## AIM OF THE TASK:
Write out, word for word, every line in the data below from the one containing "Task: where can the white cloud" to the one containing "Target: frothy white water", both of them included.
##############################
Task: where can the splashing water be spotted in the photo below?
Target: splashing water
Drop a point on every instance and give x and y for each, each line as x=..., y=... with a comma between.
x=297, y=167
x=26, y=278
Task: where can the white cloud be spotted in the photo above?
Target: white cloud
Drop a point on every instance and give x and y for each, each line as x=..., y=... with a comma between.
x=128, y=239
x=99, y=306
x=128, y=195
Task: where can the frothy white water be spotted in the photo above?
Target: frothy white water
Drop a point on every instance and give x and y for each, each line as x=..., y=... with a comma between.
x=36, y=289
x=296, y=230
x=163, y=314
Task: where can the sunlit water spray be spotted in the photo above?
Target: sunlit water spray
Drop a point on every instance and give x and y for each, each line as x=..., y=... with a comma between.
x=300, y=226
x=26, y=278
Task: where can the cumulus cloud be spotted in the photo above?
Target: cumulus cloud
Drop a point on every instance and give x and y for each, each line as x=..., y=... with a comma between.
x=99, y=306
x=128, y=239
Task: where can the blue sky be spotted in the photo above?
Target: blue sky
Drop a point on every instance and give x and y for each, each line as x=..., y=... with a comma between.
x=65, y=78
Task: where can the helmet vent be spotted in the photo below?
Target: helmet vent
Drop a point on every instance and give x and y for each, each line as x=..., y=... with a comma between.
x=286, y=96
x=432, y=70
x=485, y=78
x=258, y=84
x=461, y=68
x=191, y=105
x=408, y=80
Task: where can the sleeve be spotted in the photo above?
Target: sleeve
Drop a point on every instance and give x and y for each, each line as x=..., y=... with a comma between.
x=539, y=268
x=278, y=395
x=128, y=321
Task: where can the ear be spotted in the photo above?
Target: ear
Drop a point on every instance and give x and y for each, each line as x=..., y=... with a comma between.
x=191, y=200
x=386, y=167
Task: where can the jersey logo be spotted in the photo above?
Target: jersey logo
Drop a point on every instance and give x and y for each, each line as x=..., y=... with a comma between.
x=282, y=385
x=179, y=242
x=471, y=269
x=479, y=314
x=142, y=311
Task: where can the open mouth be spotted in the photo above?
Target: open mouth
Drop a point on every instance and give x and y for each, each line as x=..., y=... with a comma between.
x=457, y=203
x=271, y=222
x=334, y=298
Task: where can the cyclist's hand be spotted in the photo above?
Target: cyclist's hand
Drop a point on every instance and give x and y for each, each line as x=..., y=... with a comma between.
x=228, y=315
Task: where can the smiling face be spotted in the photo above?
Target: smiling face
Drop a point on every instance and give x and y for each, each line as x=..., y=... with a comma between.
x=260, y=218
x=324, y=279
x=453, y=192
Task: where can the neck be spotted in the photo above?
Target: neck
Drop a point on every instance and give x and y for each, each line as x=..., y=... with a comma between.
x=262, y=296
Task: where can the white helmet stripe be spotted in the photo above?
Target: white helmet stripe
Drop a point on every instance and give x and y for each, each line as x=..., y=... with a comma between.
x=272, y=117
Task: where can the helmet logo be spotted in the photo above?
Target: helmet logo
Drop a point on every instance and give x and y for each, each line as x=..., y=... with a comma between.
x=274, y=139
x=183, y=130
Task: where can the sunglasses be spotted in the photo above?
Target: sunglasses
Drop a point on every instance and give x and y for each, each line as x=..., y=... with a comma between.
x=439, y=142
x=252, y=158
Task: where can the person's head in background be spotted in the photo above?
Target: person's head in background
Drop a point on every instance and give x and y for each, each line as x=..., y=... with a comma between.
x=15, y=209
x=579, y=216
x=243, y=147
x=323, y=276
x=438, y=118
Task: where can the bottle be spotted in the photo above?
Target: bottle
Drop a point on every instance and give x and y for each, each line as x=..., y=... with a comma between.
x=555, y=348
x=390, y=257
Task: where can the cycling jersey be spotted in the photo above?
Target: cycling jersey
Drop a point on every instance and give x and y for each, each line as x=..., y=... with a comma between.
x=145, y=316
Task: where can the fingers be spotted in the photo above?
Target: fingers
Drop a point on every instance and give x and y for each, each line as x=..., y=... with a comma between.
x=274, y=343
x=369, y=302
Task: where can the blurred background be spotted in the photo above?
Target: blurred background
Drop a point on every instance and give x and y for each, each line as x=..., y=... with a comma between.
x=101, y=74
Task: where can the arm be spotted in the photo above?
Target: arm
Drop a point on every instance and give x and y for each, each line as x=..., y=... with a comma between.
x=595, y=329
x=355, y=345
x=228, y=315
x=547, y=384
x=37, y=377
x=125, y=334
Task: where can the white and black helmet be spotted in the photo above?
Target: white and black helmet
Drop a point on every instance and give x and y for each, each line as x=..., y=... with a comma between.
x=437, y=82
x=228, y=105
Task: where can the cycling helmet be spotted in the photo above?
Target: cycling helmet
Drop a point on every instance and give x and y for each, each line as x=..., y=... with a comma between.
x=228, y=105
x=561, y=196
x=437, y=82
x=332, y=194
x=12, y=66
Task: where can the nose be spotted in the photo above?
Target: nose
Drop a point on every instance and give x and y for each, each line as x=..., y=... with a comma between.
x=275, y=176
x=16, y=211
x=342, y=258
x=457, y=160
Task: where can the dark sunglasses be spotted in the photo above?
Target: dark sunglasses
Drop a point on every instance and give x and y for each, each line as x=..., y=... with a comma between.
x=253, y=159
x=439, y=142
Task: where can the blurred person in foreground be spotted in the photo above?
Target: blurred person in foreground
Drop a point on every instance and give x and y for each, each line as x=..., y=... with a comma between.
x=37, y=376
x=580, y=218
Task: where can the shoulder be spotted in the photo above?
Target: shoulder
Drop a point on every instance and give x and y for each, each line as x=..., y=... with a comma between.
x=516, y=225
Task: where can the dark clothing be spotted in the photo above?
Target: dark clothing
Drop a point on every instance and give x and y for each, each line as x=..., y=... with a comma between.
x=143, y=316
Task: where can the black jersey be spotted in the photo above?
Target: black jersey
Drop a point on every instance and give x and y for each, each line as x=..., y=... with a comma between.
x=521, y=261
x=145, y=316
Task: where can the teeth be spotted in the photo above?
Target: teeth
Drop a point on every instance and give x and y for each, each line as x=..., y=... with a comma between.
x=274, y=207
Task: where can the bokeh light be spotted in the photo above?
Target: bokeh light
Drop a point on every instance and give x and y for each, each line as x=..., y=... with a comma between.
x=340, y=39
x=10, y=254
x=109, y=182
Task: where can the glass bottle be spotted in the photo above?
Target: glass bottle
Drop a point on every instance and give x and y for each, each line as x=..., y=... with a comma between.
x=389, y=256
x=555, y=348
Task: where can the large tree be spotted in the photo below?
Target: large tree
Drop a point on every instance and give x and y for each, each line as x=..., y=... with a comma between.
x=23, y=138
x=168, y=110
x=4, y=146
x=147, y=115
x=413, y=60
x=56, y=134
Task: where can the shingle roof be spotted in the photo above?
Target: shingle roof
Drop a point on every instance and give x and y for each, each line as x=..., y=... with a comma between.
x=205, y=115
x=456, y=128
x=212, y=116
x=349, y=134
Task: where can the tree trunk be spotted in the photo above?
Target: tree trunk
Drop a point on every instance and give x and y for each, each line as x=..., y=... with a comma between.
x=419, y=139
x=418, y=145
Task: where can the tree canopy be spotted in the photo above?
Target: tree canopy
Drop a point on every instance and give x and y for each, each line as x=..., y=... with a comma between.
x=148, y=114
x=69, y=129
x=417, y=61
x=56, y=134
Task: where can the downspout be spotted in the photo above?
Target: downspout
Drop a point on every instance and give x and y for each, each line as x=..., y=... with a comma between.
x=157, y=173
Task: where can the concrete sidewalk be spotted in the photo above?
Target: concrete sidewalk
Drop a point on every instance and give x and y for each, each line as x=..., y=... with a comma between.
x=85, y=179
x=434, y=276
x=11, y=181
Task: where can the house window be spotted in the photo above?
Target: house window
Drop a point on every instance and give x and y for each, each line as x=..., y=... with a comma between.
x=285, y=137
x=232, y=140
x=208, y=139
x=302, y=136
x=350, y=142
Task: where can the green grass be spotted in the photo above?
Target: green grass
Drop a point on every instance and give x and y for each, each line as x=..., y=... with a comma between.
##############################
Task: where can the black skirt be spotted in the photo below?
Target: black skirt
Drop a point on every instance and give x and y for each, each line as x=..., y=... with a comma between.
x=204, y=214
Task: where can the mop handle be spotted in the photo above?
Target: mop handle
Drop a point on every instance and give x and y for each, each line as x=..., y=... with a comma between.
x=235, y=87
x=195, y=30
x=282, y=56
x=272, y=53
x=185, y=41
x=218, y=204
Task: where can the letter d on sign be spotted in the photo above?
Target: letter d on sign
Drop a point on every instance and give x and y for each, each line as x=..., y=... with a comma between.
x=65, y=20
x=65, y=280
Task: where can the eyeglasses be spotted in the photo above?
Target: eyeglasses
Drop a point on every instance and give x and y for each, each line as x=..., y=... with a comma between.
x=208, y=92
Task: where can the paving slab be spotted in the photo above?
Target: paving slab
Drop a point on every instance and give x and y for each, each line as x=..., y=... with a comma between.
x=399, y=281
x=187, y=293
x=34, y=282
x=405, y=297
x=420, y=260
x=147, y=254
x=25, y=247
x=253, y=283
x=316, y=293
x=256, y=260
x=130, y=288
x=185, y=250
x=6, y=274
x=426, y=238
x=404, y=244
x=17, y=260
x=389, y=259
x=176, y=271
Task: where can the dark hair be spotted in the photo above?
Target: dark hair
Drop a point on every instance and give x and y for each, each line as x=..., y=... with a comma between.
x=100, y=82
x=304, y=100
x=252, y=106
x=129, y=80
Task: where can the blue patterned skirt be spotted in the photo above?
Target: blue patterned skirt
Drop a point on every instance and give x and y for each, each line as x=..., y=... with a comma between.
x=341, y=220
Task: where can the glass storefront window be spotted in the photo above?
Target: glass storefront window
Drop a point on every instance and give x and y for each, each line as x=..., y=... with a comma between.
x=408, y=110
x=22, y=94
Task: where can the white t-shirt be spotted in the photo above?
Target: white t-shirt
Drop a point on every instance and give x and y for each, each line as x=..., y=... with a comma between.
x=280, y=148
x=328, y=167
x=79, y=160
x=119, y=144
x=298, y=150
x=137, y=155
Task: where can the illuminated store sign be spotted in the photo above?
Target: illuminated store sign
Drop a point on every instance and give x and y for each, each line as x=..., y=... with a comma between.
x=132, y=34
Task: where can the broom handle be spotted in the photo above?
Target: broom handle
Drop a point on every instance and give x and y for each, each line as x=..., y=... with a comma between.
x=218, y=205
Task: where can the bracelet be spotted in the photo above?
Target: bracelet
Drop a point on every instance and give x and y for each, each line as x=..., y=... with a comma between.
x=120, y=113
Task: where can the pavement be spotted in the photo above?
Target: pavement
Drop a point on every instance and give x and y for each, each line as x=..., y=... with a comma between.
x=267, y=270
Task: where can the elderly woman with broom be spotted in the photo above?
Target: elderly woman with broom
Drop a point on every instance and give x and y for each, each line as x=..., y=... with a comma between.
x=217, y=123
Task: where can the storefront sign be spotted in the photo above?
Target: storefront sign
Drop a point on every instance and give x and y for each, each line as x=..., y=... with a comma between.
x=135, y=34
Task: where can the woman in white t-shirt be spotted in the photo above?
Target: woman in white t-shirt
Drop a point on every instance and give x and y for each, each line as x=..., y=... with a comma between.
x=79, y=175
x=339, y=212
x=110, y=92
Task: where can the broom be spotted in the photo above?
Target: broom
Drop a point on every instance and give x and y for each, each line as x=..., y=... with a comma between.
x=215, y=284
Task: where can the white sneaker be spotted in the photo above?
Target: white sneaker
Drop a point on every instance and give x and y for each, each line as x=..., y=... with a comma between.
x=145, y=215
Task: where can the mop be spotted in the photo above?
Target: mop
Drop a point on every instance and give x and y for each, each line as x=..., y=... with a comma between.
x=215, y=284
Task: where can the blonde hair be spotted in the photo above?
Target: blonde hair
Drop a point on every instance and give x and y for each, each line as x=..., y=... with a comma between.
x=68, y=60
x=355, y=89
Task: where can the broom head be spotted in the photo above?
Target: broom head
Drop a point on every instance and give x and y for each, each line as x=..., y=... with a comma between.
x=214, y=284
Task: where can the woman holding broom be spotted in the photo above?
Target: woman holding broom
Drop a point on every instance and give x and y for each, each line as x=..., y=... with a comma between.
##############################
## ANSWER FOR THIS EXERCISE:
Task: where can the white cloud be spotted in the photo above?
Target: white cloud
Drop a point on every instance and give x and y for each, each line as x=..., y=... with a comma between.
x=128, y=239
x=99, y=306
x=128, y=195
Task: where can the frothy white water be spotted in the photo above?
Target: frothy white water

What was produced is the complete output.